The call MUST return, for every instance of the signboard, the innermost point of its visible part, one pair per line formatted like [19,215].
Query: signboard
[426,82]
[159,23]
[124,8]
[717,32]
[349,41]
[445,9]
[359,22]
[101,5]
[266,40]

:::

Return each line of the records that contains the string "signboard".

The call MUST return, for every instance of the signboard, the innermost point of its visible part, one pair per line formatted like [19,215].
Query: signboard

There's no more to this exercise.